* [TASK REQUIREMENTS] Please rewrite all of the records below, replacing each occurrence of "locate" with "find" and keeping everything else unchanged.

%%

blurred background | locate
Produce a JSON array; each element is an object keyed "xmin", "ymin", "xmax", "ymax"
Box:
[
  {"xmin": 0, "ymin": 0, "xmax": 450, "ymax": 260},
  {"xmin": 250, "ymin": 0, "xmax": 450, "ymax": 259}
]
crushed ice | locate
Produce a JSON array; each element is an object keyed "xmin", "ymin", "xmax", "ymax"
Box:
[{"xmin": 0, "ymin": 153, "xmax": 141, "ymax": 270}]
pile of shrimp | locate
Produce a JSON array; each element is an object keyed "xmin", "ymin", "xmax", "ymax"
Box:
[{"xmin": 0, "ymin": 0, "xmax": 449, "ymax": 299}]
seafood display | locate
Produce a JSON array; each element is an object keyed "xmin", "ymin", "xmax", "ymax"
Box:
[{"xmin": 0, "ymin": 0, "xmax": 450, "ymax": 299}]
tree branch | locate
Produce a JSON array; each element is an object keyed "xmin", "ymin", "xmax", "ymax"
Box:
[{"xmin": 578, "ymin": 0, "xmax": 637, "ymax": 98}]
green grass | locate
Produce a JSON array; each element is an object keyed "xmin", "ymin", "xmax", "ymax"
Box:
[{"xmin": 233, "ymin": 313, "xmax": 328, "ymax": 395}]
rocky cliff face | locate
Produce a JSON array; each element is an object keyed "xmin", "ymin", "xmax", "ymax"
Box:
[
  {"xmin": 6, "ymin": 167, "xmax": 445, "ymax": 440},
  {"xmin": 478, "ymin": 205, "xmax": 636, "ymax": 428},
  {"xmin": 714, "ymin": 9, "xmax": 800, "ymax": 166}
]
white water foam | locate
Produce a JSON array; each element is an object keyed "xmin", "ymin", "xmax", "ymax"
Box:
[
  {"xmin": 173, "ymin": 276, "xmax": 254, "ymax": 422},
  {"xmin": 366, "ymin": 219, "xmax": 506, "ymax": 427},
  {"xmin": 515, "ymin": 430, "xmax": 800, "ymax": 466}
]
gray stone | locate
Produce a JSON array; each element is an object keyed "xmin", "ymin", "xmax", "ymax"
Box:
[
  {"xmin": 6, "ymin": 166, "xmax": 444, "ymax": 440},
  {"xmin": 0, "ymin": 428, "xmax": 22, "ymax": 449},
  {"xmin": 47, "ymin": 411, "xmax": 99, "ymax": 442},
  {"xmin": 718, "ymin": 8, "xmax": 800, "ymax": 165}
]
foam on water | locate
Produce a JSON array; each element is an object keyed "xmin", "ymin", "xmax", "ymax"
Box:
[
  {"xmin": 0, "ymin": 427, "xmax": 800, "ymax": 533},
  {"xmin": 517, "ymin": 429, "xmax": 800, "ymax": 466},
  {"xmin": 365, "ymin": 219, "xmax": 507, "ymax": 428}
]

%%

* [SOLUTION TO THE EXERCISE]
blurred background | find
Produce a JSON array; each element is an object keyed "xmin", "ymin", "xmax", "ymax"
Box:
[
  {"xmin": 0, "ymin": 0, "xmax": 450, "ymax": 260},
  {"xmin": 250, "ymin": 0, "xmax": 450, "ymax": 259}
]
crushed ice | find
Produce a JSON array; each element is an object keyed "xmin", "ymin", "xmax", "ymax"
Box:
[{"xmin": 0, "ymin": 153, "xmax": 141, "ymax": 270}]
pile of shrimp | find
Produce a JSON array; each element is an object keyed "xmin", "ymin", "xmax", "ymax"
Box:
[{"xmin": 0, "ymin": 0, "xmax": 449, "ymax": 299}]
seafood display | find
Produce a JSON array; each element is an object keyed "xmin", "ymin", "xmax", "ymax"
Box:
[{"xmin": 0, "ymin": 0, "xmax": 450, "ymax": 299}]
tree branch | find
Produce a JSON array; each element is an object keyed "xmin", "ymin", "xmax", "ymax"
Box:
[{"xmin": 578, "ymin": 0, "xmax": 637, "ymax": 98}]
green grass | find
Produce a JSON array; each element is an object keyed "xmin", "ymin", "xmax", "ymax"
Box:
[{"xmin": 233, "ymin": 313, "xmax": 328, "ymax": 395}]
rocky cliff face | find
Produce a JSON array; each element is an object keyed "xmin", "ymin", "xmax", "ymax"
Box:
[
  {"xmin": 6, "ymin": 167, "xmax": 445, "ymax": 440},
  {"xmin": 478, "ymin": 205, "xmax": 636, "ymax": 428},
  {"xmin": 714, "ymin": 9, "xmax": 800, "ymax": 166}
]
white water foam | find
Produce a JSON array; each element is an object keyed "xmin", "ymin", "xmax", "ymax"
Box:
[
  {"xmin": 173, "ymin": 276, "xmax": 254, "ymax": 422},
  {"xmin": 366, "ymin": 219, "xmax": 506, "ymax": 427},
  {"xmin": 515, "ymin": 430, "xmax": 800, "ymax": 466}
]
gray stone | find
Produce a JSON array; each element is an object keyed "xmin", "ymin", "xmax", "ymax"
Box:
[
  {"xmin": 6, "ymin": 166, "xmax": 444, "ymax": 440},
  {"xmin": 0, "ymin": 428, "xmax": 22, "ymax": 449},
  {"xmin": 47, "ymin": 411, "xmax": 99, "ymax": 442},
  {"xmin": 718, "ymin": 8, "xmax": 800, "ymax": 165}
]
foam on water | find
Produce a JSON array; each element is an object keyed "xmin", "ymin", "xmax", "ymax"
Box:
[
  {"xmin": 0, "ymin": 427, "xmax": 800, "ymax": 533},
  {"xmin": 517, "ymin": 429, "xmax": 800, "ymax": 466},
  {"xmin": 365, "ymin": 219, "xmax": 507, "ymax": 428}
]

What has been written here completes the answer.